> [Records shown]:
________________________

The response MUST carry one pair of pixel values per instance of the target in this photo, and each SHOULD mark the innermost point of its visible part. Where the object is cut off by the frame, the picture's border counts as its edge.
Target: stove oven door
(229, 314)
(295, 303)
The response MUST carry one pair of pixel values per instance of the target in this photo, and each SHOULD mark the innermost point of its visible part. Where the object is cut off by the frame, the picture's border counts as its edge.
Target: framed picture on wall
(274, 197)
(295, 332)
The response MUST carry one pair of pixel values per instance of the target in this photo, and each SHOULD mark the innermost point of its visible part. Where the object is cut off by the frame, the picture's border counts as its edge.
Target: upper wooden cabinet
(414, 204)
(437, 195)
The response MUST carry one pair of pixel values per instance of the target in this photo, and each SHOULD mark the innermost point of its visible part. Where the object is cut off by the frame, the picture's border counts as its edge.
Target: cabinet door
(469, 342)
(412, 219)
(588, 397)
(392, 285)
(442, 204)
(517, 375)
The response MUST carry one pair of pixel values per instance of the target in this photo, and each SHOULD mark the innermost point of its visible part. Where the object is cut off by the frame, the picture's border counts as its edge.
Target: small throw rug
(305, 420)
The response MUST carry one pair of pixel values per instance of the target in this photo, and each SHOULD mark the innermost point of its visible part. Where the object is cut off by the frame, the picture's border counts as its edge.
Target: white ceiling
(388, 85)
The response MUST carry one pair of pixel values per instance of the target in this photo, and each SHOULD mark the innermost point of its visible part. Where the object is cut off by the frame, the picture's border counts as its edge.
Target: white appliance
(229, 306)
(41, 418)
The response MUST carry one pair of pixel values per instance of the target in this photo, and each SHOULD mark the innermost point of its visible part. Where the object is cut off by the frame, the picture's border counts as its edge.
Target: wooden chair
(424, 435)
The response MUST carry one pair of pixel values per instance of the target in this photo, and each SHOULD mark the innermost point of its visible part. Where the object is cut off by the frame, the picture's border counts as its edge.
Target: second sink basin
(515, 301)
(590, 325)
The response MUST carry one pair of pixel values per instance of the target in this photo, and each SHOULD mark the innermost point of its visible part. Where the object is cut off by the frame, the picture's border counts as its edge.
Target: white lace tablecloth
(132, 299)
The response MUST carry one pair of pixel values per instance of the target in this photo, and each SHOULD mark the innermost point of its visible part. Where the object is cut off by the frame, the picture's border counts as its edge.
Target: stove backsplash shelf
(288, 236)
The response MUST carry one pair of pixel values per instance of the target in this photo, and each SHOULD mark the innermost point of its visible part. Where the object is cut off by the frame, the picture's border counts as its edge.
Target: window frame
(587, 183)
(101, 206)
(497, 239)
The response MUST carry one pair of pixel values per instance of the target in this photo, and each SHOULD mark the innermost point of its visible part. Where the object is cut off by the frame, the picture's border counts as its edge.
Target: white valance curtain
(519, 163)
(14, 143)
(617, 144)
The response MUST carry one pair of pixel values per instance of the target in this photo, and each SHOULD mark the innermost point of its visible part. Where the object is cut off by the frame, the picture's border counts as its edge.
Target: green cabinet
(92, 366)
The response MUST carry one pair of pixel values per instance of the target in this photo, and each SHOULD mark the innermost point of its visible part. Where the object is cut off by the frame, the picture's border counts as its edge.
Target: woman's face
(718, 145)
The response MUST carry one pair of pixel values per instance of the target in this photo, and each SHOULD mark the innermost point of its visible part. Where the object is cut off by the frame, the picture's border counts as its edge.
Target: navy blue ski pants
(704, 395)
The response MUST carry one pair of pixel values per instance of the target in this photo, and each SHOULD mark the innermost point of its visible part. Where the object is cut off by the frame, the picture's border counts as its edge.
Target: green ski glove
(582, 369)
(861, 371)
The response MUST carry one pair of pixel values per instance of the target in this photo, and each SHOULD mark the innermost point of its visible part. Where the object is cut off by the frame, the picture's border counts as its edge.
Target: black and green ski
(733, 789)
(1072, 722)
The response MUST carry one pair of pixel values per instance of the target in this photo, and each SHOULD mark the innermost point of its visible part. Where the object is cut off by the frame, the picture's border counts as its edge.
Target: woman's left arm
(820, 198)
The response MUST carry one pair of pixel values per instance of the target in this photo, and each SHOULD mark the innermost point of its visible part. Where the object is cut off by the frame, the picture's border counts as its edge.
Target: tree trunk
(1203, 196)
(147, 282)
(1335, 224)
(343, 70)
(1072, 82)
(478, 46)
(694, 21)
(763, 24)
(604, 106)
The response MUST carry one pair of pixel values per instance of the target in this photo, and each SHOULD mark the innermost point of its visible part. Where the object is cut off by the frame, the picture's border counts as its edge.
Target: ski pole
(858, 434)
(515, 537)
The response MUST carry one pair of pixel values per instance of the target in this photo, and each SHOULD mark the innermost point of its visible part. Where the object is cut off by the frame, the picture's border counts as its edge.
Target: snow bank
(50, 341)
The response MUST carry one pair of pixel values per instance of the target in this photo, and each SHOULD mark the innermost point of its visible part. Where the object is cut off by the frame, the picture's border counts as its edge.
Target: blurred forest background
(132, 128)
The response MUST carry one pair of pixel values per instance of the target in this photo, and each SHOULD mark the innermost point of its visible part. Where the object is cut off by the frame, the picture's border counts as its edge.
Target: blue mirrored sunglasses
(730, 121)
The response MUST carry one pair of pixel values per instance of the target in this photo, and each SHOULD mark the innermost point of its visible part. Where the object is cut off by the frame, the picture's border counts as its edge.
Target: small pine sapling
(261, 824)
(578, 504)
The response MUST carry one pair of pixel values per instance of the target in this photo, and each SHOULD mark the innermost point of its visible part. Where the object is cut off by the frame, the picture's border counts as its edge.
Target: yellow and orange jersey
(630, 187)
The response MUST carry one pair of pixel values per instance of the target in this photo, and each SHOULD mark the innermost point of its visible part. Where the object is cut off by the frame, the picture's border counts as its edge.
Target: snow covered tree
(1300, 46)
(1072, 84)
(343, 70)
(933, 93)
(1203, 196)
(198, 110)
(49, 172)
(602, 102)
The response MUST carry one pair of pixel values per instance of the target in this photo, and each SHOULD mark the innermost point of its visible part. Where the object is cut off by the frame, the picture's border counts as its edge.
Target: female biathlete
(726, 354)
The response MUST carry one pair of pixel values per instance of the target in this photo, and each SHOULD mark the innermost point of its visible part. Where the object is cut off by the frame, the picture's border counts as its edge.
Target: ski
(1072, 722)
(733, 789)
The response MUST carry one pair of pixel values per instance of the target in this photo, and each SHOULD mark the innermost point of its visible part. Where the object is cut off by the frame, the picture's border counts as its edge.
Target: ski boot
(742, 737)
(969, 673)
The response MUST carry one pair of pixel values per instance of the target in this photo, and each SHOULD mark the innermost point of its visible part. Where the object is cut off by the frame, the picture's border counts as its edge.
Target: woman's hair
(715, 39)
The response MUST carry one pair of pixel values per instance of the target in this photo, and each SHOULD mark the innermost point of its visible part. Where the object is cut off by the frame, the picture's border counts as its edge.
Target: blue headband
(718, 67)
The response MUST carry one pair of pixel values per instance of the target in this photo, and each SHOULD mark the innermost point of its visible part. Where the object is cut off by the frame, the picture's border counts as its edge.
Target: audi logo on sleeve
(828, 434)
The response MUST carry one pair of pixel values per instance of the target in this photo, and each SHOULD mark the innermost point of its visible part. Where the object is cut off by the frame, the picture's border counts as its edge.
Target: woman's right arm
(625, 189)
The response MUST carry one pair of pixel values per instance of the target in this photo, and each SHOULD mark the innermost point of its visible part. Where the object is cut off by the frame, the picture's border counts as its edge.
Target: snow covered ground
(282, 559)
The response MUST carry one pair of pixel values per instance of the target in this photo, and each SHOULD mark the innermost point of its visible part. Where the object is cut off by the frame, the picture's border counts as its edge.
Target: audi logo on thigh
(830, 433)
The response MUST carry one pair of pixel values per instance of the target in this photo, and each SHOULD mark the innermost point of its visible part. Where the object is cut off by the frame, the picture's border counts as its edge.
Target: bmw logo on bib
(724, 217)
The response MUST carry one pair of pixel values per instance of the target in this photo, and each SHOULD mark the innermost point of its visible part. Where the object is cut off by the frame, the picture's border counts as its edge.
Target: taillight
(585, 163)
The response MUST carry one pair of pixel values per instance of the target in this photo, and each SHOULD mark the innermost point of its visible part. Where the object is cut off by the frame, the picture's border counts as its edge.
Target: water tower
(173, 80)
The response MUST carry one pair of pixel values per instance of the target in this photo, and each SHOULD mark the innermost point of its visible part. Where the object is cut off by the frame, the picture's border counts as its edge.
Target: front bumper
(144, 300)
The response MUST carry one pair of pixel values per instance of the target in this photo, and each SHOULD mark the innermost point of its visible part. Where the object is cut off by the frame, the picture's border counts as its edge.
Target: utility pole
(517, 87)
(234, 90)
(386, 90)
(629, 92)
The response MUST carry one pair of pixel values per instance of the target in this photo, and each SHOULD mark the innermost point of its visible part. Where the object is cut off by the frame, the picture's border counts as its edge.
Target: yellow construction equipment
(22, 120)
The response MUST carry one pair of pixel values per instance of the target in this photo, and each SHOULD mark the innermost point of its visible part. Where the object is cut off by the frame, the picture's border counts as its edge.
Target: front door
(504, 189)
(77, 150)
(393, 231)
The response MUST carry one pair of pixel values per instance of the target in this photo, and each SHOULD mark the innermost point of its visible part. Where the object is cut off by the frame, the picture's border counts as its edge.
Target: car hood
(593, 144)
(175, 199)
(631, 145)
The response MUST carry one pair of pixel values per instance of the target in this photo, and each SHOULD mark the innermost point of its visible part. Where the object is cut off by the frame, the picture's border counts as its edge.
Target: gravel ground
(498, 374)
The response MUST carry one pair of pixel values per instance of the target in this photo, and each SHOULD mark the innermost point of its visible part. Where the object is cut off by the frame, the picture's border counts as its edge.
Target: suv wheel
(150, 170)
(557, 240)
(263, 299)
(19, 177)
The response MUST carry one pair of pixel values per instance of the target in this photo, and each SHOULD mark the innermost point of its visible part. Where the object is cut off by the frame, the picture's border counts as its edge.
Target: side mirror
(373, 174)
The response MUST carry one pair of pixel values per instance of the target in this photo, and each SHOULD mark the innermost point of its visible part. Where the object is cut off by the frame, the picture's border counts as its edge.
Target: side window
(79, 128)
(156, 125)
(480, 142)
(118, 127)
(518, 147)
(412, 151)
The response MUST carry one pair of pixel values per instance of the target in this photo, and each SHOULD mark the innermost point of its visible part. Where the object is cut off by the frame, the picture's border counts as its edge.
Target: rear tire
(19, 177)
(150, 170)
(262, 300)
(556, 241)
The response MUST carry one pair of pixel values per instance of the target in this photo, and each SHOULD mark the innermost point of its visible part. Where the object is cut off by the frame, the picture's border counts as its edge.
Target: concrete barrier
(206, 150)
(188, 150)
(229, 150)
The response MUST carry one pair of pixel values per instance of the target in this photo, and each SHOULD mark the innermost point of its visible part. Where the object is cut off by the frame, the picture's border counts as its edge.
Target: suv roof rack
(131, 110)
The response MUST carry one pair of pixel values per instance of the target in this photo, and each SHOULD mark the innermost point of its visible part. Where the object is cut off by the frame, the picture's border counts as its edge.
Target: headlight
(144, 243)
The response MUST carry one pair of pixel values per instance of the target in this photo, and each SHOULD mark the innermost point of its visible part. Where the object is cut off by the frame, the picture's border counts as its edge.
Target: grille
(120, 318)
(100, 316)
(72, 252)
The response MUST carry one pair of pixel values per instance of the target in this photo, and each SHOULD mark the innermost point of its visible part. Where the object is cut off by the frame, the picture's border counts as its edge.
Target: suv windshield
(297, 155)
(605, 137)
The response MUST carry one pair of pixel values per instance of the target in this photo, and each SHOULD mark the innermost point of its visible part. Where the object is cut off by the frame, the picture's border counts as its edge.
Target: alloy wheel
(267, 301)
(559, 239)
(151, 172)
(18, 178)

________________________

> [Activity]: Using the material above, extract the line that contains "Target: suv windshield" and every line after it, exactly as given; stop at the last line.

> [Answer to this exercise]:
Target: suv windshield
(297, 155)
(605, 137)
The response MUST carry one pair of pixel values per instance of the target in this photo, and each SHOULD mark the innermost point of its visible part. Where the object is cut off by the frame, the picture's border counts as its edge.
Target: alloy wheel
(267, 301)
(559, 239)
(151, 172)
(18, 178)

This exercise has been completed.